### Assigned task:
What the response needs is every record, repeated verbatim, and no images.
=== Begin Enclosure ===
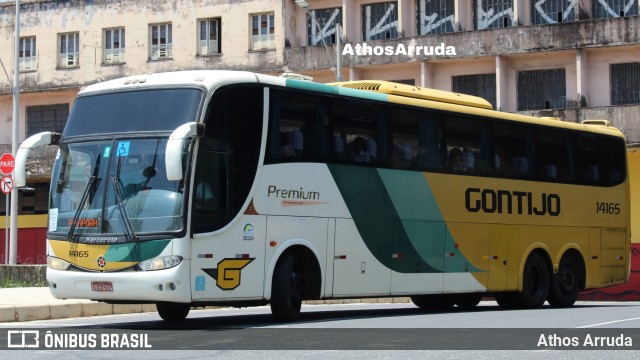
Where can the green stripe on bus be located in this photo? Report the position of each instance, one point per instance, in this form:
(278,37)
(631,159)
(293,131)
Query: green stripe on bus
(422,220)
(334,90)
(377,220)
(135,252)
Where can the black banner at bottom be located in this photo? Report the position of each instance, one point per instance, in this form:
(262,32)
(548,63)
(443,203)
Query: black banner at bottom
(321,339)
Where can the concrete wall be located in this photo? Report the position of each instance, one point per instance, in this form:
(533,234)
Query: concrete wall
(30,274)
(585,49)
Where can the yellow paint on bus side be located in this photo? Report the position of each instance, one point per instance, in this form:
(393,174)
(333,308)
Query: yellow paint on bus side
(633,157)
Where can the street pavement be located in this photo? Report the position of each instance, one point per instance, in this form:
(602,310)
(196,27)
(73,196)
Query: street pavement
(37,303)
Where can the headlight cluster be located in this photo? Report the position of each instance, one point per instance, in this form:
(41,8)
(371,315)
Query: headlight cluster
(159,263)
(57,264)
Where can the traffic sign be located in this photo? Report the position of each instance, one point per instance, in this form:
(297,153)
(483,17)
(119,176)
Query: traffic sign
(7,163)
(6,184)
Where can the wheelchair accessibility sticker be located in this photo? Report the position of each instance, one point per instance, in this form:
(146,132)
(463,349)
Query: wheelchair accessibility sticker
(123,148)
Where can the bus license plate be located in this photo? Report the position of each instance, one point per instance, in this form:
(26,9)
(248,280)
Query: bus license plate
(101,286)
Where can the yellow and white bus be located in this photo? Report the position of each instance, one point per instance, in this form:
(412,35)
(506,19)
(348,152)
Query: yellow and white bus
(217,187)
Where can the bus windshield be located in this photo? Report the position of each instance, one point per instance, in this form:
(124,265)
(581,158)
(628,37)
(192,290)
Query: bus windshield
(114,187)
(157,110)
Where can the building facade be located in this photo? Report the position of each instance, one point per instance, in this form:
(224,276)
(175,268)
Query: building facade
(573,59)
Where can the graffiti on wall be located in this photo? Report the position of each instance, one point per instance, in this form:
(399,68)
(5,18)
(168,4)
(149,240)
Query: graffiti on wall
(436,16)
(553,11)
(491,14)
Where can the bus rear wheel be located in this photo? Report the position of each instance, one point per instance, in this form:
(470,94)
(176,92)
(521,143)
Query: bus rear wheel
(535,282)
(287,289)
(173,311)
(437,301)
(565,283)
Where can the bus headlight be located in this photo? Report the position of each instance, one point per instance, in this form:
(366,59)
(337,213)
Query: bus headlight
(57,264)
(159,263)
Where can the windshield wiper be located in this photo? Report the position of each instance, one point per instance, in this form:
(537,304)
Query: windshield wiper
(92,184)
(126,220)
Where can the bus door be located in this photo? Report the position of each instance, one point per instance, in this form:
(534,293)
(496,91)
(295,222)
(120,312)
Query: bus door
(227,264)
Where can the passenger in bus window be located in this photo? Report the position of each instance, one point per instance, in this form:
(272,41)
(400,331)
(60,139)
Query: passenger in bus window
(455,162)
(358,150)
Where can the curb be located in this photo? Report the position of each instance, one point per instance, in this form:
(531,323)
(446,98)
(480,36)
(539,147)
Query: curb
(11,313)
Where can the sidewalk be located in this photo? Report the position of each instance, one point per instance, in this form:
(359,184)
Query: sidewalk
(37,303)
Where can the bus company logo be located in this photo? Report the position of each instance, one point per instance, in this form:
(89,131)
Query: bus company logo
(227,274)
(101,262)
(249,233)
(509,202)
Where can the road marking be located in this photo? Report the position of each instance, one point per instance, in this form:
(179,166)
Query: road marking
(607,323)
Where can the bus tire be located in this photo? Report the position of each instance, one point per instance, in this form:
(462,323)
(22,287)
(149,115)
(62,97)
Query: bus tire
(468,301)
(535,282)
(437,301)
(169,311)
(565,283)
(287,288)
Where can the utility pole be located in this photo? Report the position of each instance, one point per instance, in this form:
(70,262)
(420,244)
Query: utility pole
(13,243)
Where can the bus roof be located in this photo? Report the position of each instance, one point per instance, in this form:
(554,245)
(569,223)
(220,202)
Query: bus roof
(392,88)
(376,90)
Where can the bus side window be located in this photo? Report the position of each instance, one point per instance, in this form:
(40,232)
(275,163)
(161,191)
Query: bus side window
(589,171)
(297,127)
(355,130)
(210,191)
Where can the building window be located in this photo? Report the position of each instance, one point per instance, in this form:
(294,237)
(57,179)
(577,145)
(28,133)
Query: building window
(542,89)
(114,46)
(552,11)
(262,32)
(209,39)
(322,25)
(27,55)
(161,41)
(435,16)
(69,55)
(492,14)
(614,8)
(380,21)
(625,83)
(46,118)
(482,85)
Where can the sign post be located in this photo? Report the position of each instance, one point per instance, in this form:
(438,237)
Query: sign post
(7,164)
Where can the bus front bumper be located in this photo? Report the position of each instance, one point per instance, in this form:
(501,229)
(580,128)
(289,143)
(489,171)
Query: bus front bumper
(127,286)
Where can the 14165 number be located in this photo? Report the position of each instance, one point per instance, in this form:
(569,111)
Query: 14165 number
(607,208)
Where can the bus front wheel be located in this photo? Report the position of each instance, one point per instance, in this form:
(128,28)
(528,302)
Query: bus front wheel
(565,283)
(287,289)
(173,311)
=== End Enclosure ===
### The completed task:
Where can the green stripe on bus be located in this photo? Report the position of each instance, one point per instance, in this form:
(278,37)
(631,159)
(293,131)
Query: green stripe on bus
(422,220)
(334,90)
(377,220)
(135,252)
Where can the black banner at bottom be located in this photo? Report the position of each instance, one point per instance, in this form:
(262,32)
(548,63)
(443,203)
Query: black banner at bottom
(321,339)
Where can the concrete wall be located in this photo? Report the position of each instance, one point per instance, in this form:
(533,234)
Query: concrete wall
(30,274)
(585,49)
Where can the yellow paint on bus side be located in this photo? Report the position of each instance, one point per instance, in this form:
(393,174)
(333,308)
Query: yellow paint on bus side
(633,157)
Where can the street pavement be located in this photo? Report the position of each instance, one point per instance, in this form:
(602,310)
(196,27)
(73,196)
Query: street pavement
(37,303)
Where can the headlight cluster be located in this photo? Report the position of each instance, one point per instance, in this form:
(41,8)
(371,315)
Query: headlight cluster
(159,263)
(57,264)
Where can the traffic sign be located in this photo? Report the position of each instance, one point per instance, in this form:
(297,153)
(483,17)
(119,176)
Query: traffic sign
(7,163)
(6,184)
Where can the wheelchair accessibility sticker be located in this photo? Report the position of each instance, one point per instance, in this form:
(146,132)
(463,349)
Query: wheelchair accessibility sticker
(123,148)
Where can the bus license plate be located in this photo? Report the position of each instance, one point per instance, in this form:
(26,9)
(248,280)
Query: bus license plate
(101,286)
Where can the yellow and white bus be located in this photo? Report the position of each instance, one point per instance, in this form:
(412,35)
(506,19)
(348,152)
Query: yellow and white bus
(217,187)
Where can the bus windshield be located in this photo? Report the position of each instance, one point per instance, in this form:
(124,265)
(581,158)
(628,37)
(192,290)
Query: bus windshield
(114,187)
(157,110)
Where can the building facade be located in this photo? Report the position of each instance, one point per instance, in this form:
(224,276)
(175,268)
Query: building facade
(573,59)
Where can the graffiti on wall be located in this photo? Report the position of each instance, one point per instance, in this form:
(399,68)
(5,18)
(168,4)
(149,240)
Query: graffiti on wall
(436,16)
(553,11)
(491,14)
Where can the bus rear wheel be located in this photo? Report the position of each instance, one point per instance, in this form:
(470,94)
(176,92)
(521,143)
Query: bus rear wheel
(535,282)
(287,289)
(173,311)
(437,301)
(565,283)
Where can the bus headlight be located in this photo? Report the position of each instance, one point per instance, in this form:
(366,59)
(337,213)
Query: bus headlight
(57,264)
(159,263)
Where can the windshield wiper be located in this photo? Report the position of each instance, one point per instance, in this form:
(537,304)
Query: windshield wiper
(92,184)
(126,220)
Where can the bus door be located in this photo? Report the position of each instance, one point per instance, in this form:
(534,293)
(496,91)
(295,222)
(120,312)
Query: bus door
(227,264)
Where can the passenger in bus window be located in this photo? Report the position of each instance, one point per instance, in this form:
(272,41)
(400,331)
(60,139)
Query: passenger in bus window
(455,162)
(358,150)
Where can the curb be located in this photo? Report the position of each instance, one point per instance, in this form:
(531,323)
(446,98)
(480,36)
(539,147)
Query: curb
(11,313)
Where can the sidewalk be located in this photo? Report the position of each instance, one point per instance, in this form:
(359,184)
Query: sidewalk
(37,303)
Where can the bus company logo be located in this photo? Report the position of each instance, one point per instance, in this form:
(89,131)
Query: bus company logo
(227,274)
(101,262)
(249,233)
(509,202)
Where can the road marking be located in this photo? Report the position of each instance, one point per instance, in this form:
(179,166)
Query: road marking
(607,323)
Where can the bus tire be located in this photo? Report the position of each instance, one point per instance, in this form:
(462,323)
(22,287)
(149,115)
(62,97)
Query: bus tire
(468,301)
(535,282)
(437,301)
(169,311)
(565,283)
(287,288)
Where can the utility pole be located in this photo? Report the position of each instance, one point per instance, in this form:
(70,262)
(420,244)
Query: utility pole
(13,243)
Where can the bus roof be located in this photo? Report the position of each instance, one point per instance, in this form:
(554,245)
(569,223)
(220,202)
Query: bus roof
(392,88)
(376,90)
Where can the bus side window be located in this photo? Report the position of each instance, one point per instance, in this form:
(40,232)
(275,163)
(161,191)
Query: bus side window
(589,171)
(297,127)
(355,130)
(210,191)
Where can the building window be located in this photo? Report the position of each instance, one point per instance, in this form:
(294,237)
(57,179)
(577,145)
(28,133)
Query: building window
(542,89)
(114,46)
(552,11)
(262,32)
(209,39)
(322,25)
(27,55)
(161,41)
(435,16)
(69,55)
(492,14)
(614,8)
(380,21)
(625,83)
(46,118)
(482,85)
Where can the sign post be located in this photo? Report the position of each instance, one point per instance, in this form:
(438,237)
Query: sign post
(7,164)
Where can the bus front bumper be located in this photo? Report the position of each instance, one point per instance, in this form:
(501,229)
(580,128)
(289,143)
(489,171)
Query: bus front bumper
(127,286)
Where can the 14165 number be located in this photo? Report the position of each instance, one point per instance, in this form:
(569,111)
Query: 14165 number
(607,208)
Where can the bus front wheel be located in this photo? Report the position of each instance, one point per instance, in this form:
(128,28)
(528,302)
Query: bus front wheel
(565,283)
(287,289)
(173,311)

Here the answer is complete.